*DIRECTIONS FOR THIS TASK*
Leaving nothing out, set down all the data exactly.

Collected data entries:

* * * * * * * * *

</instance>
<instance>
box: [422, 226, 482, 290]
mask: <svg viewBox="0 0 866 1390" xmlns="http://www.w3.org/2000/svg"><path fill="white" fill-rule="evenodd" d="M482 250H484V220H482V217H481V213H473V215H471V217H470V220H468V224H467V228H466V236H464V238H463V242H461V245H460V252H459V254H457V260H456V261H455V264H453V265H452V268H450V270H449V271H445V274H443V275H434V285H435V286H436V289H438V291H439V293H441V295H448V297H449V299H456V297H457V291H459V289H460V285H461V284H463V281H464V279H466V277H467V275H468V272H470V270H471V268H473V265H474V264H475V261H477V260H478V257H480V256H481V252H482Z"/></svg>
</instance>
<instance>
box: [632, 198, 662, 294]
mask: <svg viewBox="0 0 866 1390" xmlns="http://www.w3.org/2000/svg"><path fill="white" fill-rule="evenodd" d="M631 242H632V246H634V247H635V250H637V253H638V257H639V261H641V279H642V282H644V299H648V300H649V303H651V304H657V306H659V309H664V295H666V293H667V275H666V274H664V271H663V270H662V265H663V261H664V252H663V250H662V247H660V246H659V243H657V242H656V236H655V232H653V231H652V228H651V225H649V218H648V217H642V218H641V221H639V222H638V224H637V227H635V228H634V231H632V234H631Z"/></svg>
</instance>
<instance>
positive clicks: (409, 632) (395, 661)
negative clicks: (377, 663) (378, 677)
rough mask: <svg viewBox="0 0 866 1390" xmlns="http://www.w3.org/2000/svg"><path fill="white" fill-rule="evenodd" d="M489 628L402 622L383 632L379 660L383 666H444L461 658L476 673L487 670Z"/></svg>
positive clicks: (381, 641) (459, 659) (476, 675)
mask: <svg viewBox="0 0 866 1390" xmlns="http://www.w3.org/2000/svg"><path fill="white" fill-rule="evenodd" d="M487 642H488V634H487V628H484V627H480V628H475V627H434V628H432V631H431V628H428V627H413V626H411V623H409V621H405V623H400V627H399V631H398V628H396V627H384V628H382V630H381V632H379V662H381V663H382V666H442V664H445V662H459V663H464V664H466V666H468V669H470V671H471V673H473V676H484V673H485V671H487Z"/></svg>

* * * * * * * * *

*TASK OUTPUT*
</instance>
<instance>
box: [422, 226, 482, 290]
mask: <svg viewBox="0 0 866 1390" xmlns="http://www.w3.org/2000/svg"><path fill="white" fill-rule="evenodd" d="M482 250H484V220H482V217H481V213H473V215H471V217H470V220H468V224H467V228H466V236H464V238H463V242H461V245H460V252H459V254H457V260H456V261H455V264H453V265H452V268H450V270H449V271H445V274H443V275H434V285H435V286H436V289H438V291H439V293H441V295H448V297H449V299H456V297H457V291H459V289H460V285H461V284H463V281H464V279H466V277H467V275H468V272H470V270H471V268H473V265H474V264H475V261H477V260H478V257H480V256H481V252H482Z"/></svg>
</instance>
<instance>
box: [632, 198, 662, 294]
mask: <svg viewBox="0 0 866 1390" xmlns="http://www.w3.org/2000/svg"><path fill="white" fill-rule="evenodd" d="M631 242H632V246H634V247H635V250H637V253H638V257H639V261H641V279H642V282H644V299H648V300H649V303H651V304H657V306H659V309H664V295H666V293H667V275H666V274H664V271H663V270H662V265H663V261H664V252H663V250H662V247H660V246H659V243H657V242H656V236H655V232H653V231H652V228H651V225H649V218H648V217H642V218H641V221H639V222H638V224H637V227H635V228H634V231H632V234H631Z"/></svg>
</instance>
<instance>
positive clicks: (409, 632) (395, 661)
negative clicks: (377, 663) (378, 677)
rough mask: <svg viewBox="0 0 866 1390" xmlns="http://www.w3.org/2000/svg"><path fill="white" fill-rule="evenodd" d="M489 628L402 622L383 632L379 660L383 666H444L461 658L476 673L487 670Z"/></svg>
positive clicks: (381, 641) (459, 659) (476, 675)
mask: <svg viewBox="0 0 866 1390" xmlns="http://www.w3.org/2000/svg"><path fill="white" fill-rule="evenodd" d="M487 642H488V634H487V628H484V627H480V628H475V627H434V628H432V631H431V628H428V627H413V626H411V623H409V621H405V623H400V627H399V631H398V628H396V627H384V628H382V630H381V632H379V662H381V663H382V666H442V664H445V662H459V663H464V664H466V666H468V669H470V671H471V673H473V676H484V673H485V671H487Z"/></svg>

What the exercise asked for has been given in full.